╔══

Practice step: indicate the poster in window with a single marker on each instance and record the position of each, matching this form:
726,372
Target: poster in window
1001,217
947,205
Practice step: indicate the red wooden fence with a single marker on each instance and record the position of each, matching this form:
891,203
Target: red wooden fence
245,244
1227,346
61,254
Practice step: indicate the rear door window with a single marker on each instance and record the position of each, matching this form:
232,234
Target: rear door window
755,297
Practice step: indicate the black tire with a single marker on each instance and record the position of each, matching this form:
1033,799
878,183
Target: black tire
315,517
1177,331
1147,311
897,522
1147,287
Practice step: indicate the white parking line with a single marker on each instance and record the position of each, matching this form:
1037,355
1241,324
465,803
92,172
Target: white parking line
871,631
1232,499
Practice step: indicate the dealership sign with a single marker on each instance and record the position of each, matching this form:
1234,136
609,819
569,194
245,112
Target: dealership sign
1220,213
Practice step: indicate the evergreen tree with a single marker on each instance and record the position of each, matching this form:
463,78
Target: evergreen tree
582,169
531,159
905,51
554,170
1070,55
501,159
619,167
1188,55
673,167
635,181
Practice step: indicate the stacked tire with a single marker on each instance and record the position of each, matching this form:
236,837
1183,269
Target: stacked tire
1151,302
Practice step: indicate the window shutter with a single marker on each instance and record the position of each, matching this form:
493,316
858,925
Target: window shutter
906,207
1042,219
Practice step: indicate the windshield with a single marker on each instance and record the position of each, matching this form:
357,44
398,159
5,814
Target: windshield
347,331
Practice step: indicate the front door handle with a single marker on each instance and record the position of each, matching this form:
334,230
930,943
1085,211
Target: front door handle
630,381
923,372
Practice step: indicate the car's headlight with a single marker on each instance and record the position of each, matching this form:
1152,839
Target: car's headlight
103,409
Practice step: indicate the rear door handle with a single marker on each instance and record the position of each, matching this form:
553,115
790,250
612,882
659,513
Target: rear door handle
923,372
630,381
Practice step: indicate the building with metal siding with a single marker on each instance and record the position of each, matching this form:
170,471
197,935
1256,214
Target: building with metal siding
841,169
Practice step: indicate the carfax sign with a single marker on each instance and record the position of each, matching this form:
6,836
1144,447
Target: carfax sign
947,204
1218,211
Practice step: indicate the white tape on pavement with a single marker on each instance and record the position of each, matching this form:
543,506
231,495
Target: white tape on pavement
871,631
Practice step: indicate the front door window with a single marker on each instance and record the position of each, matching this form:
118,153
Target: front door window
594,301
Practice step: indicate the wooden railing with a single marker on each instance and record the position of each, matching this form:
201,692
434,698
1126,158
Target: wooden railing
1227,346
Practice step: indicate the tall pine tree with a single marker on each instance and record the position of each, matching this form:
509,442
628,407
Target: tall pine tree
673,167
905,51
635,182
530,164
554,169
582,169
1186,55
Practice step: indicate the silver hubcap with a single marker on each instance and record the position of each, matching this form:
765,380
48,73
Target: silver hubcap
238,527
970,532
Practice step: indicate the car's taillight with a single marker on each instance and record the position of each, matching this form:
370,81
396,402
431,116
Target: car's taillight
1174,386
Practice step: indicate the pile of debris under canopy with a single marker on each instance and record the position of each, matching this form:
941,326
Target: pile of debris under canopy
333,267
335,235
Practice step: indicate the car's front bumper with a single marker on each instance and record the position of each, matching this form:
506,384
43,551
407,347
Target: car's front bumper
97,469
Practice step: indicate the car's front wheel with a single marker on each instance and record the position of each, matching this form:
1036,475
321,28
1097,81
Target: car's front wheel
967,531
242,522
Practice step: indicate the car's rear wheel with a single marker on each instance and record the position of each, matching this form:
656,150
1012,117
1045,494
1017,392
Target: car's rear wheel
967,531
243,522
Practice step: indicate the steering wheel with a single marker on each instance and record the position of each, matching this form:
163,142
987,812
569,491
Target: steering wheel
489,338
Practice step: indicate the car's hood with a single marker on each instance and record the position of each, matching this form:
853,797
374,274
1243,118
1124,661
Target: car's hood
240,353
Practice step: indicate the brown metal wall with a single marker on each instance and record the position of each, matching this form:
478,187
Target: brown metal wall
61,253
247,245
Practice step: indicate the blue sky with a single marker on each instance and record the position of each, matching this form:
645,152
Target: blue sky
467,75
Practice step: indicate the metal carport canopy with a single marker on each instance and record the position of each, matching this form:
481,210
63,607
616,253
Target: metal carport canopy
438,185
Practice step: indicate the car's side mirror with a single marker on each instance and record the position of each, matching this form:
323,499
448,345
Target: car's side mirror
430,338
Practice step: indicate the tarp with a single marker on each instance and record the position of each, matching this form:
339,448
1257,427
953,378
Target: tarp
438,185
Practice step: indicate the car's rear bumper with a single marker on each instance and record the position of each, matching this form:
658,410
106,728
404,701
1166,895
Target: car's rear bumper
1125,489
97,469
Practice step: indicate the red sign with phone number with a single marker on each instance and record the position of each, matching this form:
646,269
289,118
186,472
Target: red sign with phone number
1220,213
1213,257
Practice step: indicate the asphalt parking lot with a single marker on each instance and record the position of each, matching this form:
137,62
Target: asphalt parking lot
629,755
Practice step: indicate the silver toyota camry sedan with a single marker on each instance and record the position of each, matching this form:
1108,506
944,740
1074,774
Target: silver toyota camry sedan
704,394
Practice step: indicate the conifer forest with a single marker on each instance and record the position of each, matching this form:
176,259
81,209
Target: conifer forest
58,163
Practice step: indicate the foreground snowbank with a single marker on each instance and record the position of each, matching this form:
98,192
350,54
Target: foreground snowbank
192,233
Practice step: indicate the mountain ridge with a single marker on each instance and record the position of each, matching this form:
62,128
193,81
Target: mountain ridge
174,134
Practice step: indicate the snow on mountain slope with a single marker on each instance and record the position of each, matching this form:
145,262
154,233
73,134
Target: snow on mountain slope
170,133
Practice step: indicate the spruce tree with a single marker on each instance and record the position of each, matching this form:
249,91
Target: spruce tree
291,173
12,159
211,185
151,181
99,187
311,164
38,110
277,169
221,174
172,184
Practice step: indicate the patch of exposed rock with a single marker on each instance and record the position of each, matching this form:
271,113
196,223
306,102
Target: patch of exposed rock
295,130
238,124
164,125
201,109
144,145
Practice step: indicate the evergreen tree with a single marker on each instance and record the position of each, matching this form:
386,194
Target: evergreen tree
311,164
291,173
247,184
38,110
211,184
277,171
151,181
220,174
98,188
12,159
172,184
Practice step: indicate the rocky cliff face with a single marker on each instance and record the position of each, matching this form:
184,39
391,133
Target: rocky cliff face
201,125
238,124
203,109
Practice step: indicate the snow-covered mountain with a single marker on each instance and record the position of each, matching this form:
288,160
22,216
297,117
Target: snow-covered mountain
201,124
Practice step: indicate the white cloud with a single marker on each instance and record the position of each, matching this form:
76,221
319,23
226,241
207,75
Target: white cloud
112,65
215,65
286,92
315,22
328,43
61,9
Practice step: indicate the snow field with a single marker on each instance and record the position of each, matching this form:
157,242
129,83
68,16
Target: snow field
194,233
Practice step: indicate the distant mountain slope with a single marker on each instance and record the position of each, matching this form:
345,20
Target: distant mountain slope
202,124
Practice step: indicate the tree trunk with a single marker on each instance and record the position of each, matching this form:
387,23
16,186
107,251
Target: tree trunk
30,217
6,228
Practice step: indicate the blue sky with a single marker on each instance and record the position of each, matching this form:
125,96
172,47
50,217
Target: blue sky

╚══

What the task requires: The required output is the full set of entries, reproduced verbatim.

Reply:
Practice step: indicate the poster in window with a single marker on each instance and record the position of each, matching this form:
726,372
Target: poster in window
1001,217
947,205
Practice step: indicate the red wooden fence with a single marker on each instance and record the position of each, matching this form:
891,203
Target: red wooden fence
245,244
1227,346
61,254
Practice step: indicate the rear door window with a single marker on each instance and record the position of each, matching this form:
232,234
Target: rear door window
755,297
Practice step: indicate the black tire with a single marker on each instance and record the position of each, matching this form:
1033,799
878,183
Target: black tire
315,517
1177,331
1147,311
897,522
1147,287
Practice step: indicate the white parking line with a single marker on each instance and record the position of each, matching this form:
1037,355
1241,324
465,803
92,172
Target: white parking line
871,631
1232,499
Practice step: indicate the dealership sign with a single marker on each instance and record the position of each, matching this form:
1234,136
609,819
569,194
245,112
Target: dealership sign
1220,213
Practice step: indicate the evergreen tree with a single marker on each instance and record the position of each, matching this form:
463,78
Target: evergreen tree
582,169
531,159
905,51
554,170
1070,55
501,159
619,167
1188,55
673,167
635,181
Practice step: indicate the stacked tire with a single marker on each instance and record the position of each, matching this form:
236,837
1183,269
Target: stacked tire
1151,302
Practice step: indicate the window shutter with a single marker on each instance and record the position of each, matching this form:
493,316
858,925
Target: window shutter
906,207
1042,219
Practice step: indicate the windshield with a single marker on each instance and record the position of each, matching this form:
357,44
398,159
5,814
Target: windshield
347,331
Practice step: indicate the front door handle with a single marker on each instance and record the position of each, matching this form:
334,230
930,943
1085,211
Target: front door handle
630,381
923,372
Practice step: indicate the car's headlight with a single marker on each instance and record the position of each, matching this form:
1152,839
Target: car's headlight
103,409
Practice step: indicate the rear door handle with a single marker on each instance and record the position of each, matching this form:
553,115
790,250
612,882
659,513
Target: rear door handle
923,372
630,381
Practice step: indicate the building with metal siding with a single marker on each instance and record the position of each, matching this form:
170,471
197,935
1256,214
Target: building with metal siding
841,169
Practice step: indicate the carfax sign with a single marker on each instance and record the position of each, matching this form:
6,836
1144,447
Target: carfax sign
947,204
1218,211
Practice step: indicate the white tape on pavement with a single marker on each instance and record the position of each, matching this form:
543,506
231,495
Target: white tape on pavement
871,631
Practice step: indicate the front door window with a single marker on each instance and record the position of each, matching this form:
118,153
Target: front door window
594,301
Practice step: indicate the wooden railing with a single marker on each instance and record the position of each, matching this form:
201,692
434,698
1126,158
Target: wooden railing
1227,346
Practice step: indicate the tall pine tree with a single marker on each instance and record the position of each, matching this form:
509,442
628,407
Target: tall pine tree
673,167
905,51
635,182
530,164
554,169
582,169
1186,55
Practice step: indicate the silver hubcap with a single marker on each instance and record the position of each, matching this form:
765,380
48,73
Target: silver hubcap
238,527
970,532
Practice step: indicate the car's taillight with a single marker on each instance and record the position of each, matching this form:
370,81
396,402
431,116
Target: car's taillight
1174,386
Practice step: indicate the pile of debris under canopy with a single marker on each instance and record the position of each, matching this form:
941,326
Target: pile of debris under canopy
333,267
335,235
Practice step: indicate the car's front bumper with a single marker on each instance and record the position of each, matching this form:
506,384
43,551
407,347
Target: car's front bumper
97,469
Practice step: indicate the car's front wheel with a single marker on each instance and record the position of each, matching this form:
1036,475
321,28
1097,81
Target: car's front wheel
967,531
242,522
Practice step: indicate the car's rear wheel with a single marker on each instance and record the position of each, matching this form:
656,150
1012,117
1045,494
1017,392
Target: car's rear wheel
967,531
243,522
Practice step: indicate the steering wheel with a single marker on each instance and record the position of each, matching this form:
163,142
987,812
569,491
Target: steering wheel
489,338
Practice step: indicate the car's hood with a single marker on each instance and record the position of each, matching this form:
853,797
374,274
1243,118
1124,661
Target: car's hood
240,353
Practice step: indicate the brown metal wall with a single marker on each instance and record the position of each, matching this form:
478,187
Target: brown metal wall
61,253
247,245
Practice step: indicate the blue sky with a single marker on each instance and record the position of each, matching this form:
645,152
Target: blue sky
467,75
Practice step: indicate the metal carport canopy with a single marker on each instance and record the position of each, matching this form:
481,210
63,607
616,253
Target: metal carport canopy
438,185
Practice step: indicate the car's side mirror with a single marker on each instance and record the position of each, matching this form:
323,499
448,345
Target: car's side mirror
430,338
Practice step: indicate the tarp with a single marker on each instance and record the position of each, matching this form:
339,448
1257,427
953,378
Target: tarp
438,185
Practice step: indicate the car's rear bumper with a single marker on each instance and record the position of each, matching this form:
658,410
106,728
404,701
1166,895
Target: car's rear bumper
1125,489
97,469
Practice step: indicate the red sign with phone number with a single marker on each instance and record the position of each, matching this form:
646,269
289,118
186,472
Target: red sign with phone number
1220,213
1213,257
Practice step: indicate the asphalt parking lot with a single marker on each instance and record the position of each, matching this form:
137,62
Target: asphalt parking lot
629,755
Practice step: indicate the silver toyota camry sedan with a single marker on each instance and record the position of each, matching this form:
1108,506
944,740
1074,774
Target: silver toyota camry sedan
704,394
Practice step: indicate the conifer forest with a single marker on each instance and record the position of each, matching this form:
176,259
81,209
Target: conifer forest
58,163
Practice step: indicate the foreground snowbank with a single marker on each instance and record the position of each, matching this form:
98,192
350,54
Target: foreground snowbank
192,233
Practice step: indicate the mountain ridge with a single marker on each instance and record the position of each, matching this form:
62,128
193,81
Target: mountain ridge
174,134
Practice step: indicate the snow on mountain slope with a single marker on each instance and record the position of each, matching this form:
145,262
154,233
73,134
Target: snow on mountain slope
170,133
Practice step: indicate the spruce tree with a single marker on each instance and record the position of each, matching this form:
249,91
Target: spruce tree
291,173
12,159
211,185
151,181
99,187
311,164
38,110
277,169
221,174
172,184
Practice step: indicate the patch of exposed rock with a single marker on each instance and record the position of each, matching this form:
271,113
196,223
306,102
Target: patch of exposed rock
295,130
238,124
164,125
201,109
144,145
Practice step: indicate the evergreen tree with a single marker on each instance and record the position of each, matching this form:
386,194
Target: evergreen tree
311,164
291,173
247,184
38,110
211,184
277,171
151,181
220,174
98,188
12,159
172,184
Practice step: indicate the rocky cliff face with a single marker on each instance and record the position of each, matching this form:
184,39
391,133
Target: rocky cliff face
201,125
238,124
203,109
Practice step: indicate the snow-covered mountain with a single marker on each instance and record the position of each, matching this form:
288,160
22,216
297,117
Target: snow-covered mountain
201,124
Practice step: indicate the white cloud with a single marker on each instance and record the position of each, matching this form:
76,221
319,23
226,241
207,75
Target: white cloud
112,65
215,65
286,92
315,22
328,43
61,9
Practice step: indicate the snow field with a single marker on each instance and record the position of each, matching this form:
157,242
129,83
68,16
Target: snow field
194,233
Practice step: indicate the distant mountain slope with a single marker on each instance and record the position of each, matching this form:
345,20
Target: distant mountain slope
202,124
Practice step: indicate the tree trunk with a single marker on each instance and record the position of each, matching this form:
387,23
16,186
107,251
Target: tree trunk
30,217
6,228
Practice step: indicate the blue sky with a single marker on each instance and record the position of each, matching this form:
125,96
172,47
50,217
Target: blue sky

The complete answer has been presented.